-- Text segment follows --
- Biologics License Application (BLA) submission supported by Phase III RATIONALE 302 trial, which met primary endpoint of improvement in overall survival (OS) in people with advanced or metastatic esophageal squamous cell carcinoma (ESCC) who had received prior systemic therapy1
- ESCC is most common type of esophageal cancer globally and sixth leading cause of cancer-related death worldwide, with five-year survival rate at 19.9%2,3
- Tislelizumab is a key cornerstone of Novartis immunotherapy program, one of four distinct therapeutic platforms across the oncology portfolio: immunotherapy, radioligand therapy, cell and gene therapy, and targeted therapy
Basel, September 13, 2021 - Novartis today announced that the US Food and Drug Administration (FDA) accepted the Biologics License Application (BLA) for anti-PD-1 immune checkpoint inhibitor tislelizumab for the treatment of unresectable recurrent locally advanced or metastatic esophageal squamous cell carcinoma (ESCC) in people who had received prior systemic therapy.
"This is an encouraging step forward in our mission to deliver transformative therapies for people living with cancer, and especially for people with esophageal cancer, an aggressive disease with limited treatment options," said Jeff Legos, Executive Vice President, Global Head of Oncology & Hematology Development. "We are advancing tislelizumab as a key cornerstone of our immunotherapy program and PD-1 backbone for combination therapy. We will work with regulatory authorities to ensure it is available for people with esophageal cancer as soon as possible."
-- Text segment concluded --
(Your goal)
According to the tislelizumab announcement, what is the five-year survival rate for esophageal squamous cell carcinoma?
-- Records follows --
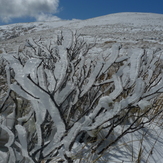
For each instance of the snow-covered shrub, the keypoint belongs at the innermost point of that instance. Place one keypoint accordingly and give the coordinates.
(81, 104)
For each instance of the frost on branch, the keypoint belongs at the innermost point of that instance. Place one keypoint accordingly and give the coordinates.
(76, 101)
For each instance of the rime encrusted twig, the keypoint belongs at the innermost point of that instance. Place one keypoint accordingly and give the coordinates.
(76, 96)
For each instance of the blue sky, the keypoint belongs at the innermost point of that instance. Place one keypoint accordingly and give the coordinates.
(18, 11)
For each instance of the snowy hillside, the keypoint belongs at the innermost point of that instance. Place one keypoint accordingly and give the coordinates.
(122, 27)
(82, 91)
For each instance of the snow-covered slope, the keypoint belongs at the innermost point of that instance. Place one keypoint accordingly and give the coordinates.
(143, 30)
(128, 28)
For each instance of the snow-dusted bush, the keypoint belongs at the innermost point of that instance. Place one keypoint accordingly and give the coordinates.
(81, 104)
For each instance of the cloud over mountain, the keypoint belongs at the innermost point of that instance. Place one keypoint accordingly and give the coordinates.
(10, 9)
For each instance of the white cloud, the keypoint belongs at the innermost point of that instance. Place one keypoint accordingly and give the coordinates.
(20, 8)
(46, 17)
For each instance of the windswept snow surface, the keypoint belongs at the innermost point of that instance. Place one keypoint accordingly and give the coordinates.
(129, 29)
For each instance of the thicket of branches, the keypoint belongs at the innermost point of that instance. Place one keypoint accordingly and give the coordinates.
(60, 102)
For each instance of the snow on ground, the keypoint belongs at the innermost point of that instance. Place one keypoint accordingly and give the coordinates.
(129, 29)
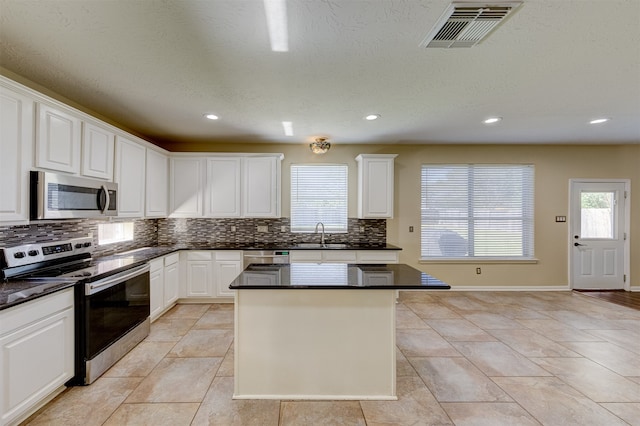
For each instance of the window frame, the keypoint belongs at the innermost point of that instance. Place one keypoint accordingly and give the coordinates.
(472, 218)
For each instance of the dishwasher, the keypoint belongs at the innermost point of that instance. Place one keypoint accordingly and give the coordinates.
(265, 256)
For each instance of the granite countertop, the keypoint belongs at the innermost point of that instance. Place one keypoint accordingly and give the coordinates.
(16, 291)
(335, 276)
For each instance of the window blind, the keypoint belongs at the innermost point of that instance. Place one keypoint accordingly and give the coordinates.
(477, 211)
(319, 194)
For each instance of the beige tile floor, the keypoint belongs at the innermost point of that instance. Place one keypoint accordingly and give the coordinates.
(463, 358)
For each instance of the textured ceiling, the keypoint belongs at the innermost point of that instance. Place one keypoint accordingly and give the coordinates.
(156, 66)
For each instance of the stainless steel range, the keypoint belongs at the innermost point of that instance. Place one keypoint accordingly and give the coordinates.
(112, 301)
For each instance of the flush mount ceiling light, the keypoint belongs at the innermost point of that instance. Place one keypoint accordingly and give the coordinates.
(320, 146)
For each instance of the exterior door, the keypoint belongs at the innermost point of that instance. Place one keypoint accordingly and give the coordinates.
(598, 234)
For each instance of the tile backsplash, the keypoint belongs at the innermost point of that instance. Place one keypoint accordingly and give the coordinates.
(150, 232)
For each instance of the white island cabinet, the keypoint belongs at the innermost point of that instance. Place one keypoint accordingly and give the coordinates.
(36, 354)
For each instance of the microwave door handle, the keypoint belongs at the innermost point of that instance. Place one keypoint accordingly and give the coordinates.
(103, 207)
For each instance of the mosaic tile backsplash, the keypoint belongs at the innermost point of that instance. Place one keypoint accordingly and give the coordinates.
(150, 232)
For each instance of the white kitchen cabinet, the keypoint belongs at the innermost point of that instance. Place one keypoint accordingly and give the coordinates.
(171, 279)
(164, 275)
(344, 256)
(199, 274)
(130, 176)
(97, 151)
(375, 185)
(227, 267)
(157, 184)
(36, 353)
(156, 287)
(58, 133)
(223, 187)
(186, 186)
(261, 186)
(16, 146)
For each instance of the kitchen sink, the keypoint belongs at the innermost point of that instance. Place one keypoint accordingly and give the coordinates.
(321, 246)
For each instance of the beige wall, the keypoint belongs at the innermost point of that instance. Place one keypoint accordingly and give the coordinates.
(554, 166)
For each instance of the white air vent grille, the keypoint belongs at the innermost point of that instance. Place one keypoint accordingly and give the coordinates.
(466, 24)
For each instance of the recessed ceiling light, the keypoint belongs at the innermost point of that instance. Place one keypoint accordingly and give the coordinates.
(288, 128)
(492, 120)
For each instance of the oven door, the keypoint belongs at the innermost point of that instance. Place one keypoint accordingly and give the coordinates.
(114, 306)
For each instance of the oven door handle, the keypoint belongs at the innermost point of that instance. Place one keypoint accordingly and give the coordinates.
-- Records concluded --
(Answer area)
19.9%